*TEXT*.
★ ★ ★
This patch should be sent to openembedded-core@lists.openembedded.org 
instead.

Some further comments below.

> -----Original Message-----
> From: poky@lists.yoctoproject.org <poky@lists.yoctoproject.org> On Behalf
> Of Henry Kleynhans via lists.yoctoproject.org
> Sent: den 1 oktober 2021 19:32
> To: poky@lists.yoctoproject.org
> Cc: hkleynhans@fb.com; rmikey@fb.com
> Subject: [poky] [PATCH] sstate: Switch to ZStandard compressor support
> 
> This patch switches the compressor from Gzip to ZStandard for ssate cache
> files.
> 
> Zstandard compression provides a significant improvement in
> decompression speed as well as improvement in compression speed and disk
> usage over the 'tgz' format in use.  Furthermore, its configurable
> compression level offers a trade-off between time spent compressing
> sstate cache files and disk space used by those files.  The reduced disk
> usage also contributes to saving network traffic for those sharing their
> sstate cache with others.
★ ★ ★
*RECORDS SUPPLIED*.

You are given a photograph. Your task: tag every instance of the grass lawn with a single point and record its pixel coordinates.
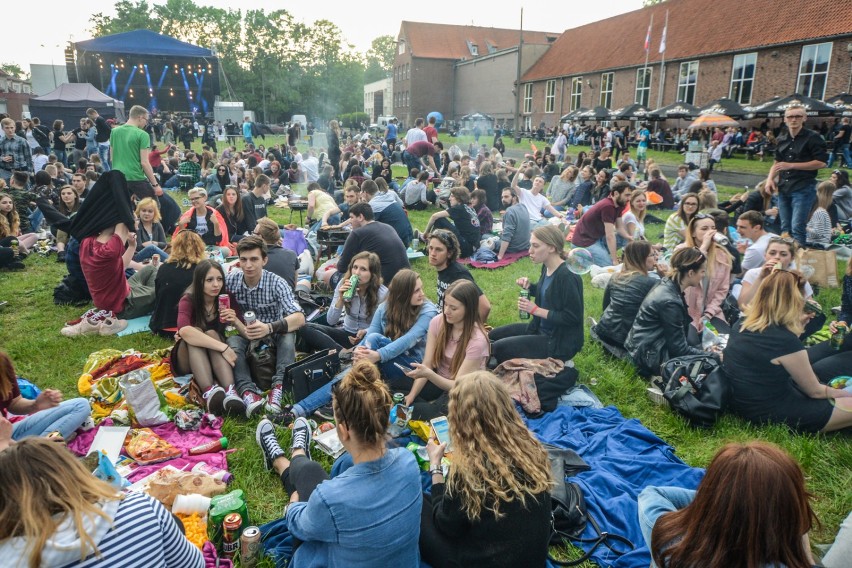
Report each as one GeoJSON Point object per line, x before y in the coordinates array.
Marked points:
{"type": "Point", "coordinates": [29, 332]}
★ ★ ★
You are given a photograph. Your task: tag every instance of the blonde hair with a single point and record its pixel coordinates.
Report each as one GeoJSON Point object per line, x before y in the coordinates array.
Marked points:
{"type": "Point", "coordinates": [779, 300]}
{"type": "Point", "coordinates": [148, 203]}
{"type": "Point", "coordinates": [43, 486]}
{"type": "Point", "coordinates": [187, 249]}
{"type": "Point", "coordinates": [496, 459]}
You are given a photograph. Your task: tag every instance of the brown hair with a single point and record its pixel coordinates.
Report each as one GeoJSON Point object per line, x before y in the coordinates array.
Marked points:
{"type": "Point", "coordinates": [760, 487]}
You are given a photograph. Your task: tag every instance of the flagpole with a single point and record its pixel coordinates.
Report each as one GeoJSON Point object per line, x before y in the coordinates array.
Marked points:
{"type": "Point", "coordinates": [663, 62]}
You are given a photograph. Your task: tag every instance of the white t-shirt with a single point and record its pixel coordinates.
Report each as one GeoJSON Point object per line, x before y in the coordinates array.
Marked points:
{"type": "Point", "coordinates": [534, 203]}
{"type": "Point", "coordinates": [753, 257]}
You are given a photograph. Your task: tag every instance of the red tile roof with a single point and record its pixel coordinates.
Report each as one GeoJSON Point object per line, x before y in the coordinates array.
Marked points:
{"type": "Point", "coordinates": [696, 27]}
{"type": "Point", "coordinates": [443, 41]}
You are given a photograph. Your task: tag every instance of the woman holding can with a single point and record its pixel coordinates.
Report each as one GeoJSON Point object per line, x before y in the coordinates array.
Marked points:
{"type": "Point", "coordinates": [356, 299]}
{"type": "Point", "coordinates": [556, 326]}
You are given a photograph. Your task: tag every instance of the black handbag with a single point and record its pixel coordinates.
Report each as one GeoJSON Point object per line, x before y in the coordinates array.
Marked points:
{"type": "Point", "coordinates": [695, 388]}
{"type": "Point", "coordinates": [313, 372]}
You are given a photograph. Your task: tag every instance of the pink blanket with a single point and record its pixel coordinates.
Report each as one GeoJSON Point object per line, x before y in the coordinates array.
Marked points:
★ ★ ★
*DIRECTION 1*.
Answer these questions about the patch discussion:
(a) To which mailing list does the reply say the patch should be sent?
(b) Which two addresses appear on the Cc line of the quoted message?
(c) Which compressor does the patch move away from for sstate cache files?
*DIRECTION 2*. Write the next part of the patch discussion, starting right after its last sentence.

*RESULT 1*.
(a) openembedded-core@lists.openembedded.org
(b) hkleynhans@fb.com and rmikey@fb.com
(c) Gzip

*RESULT 2*.
> 
> Zstandard should therefore be a good choice when:
> * disk space is at a premium
> * network speed / resources are limited
> * the CI server can sstate packages can be created at high compression
> * less CPU on the build server should be used for sstate decompression
> 
> Signed-off-by: Henry Kleynhans <hkleynhans@fb.com>
> ---
>  meta/classes/sstate.bbclass        | 22 ++++++++--------
>  scripts/sstate-cache-management.sh | 40 +++++++++++++++---------------
>  2 files changed, 31 insertions(+), 31 deletions(-)
> 
> diff --git a/meta/classes/sstate.bbclass b/meta/classes/sstate.bbclass
> index 92a73114bb..0068557927 100644
> --- a/meta/classes/sstate.bbclass
> +++ b/meta/classes/sstate.bbclass
> @@ -1,17 +1,19 @@
>  SSTATE_VERSION = "3"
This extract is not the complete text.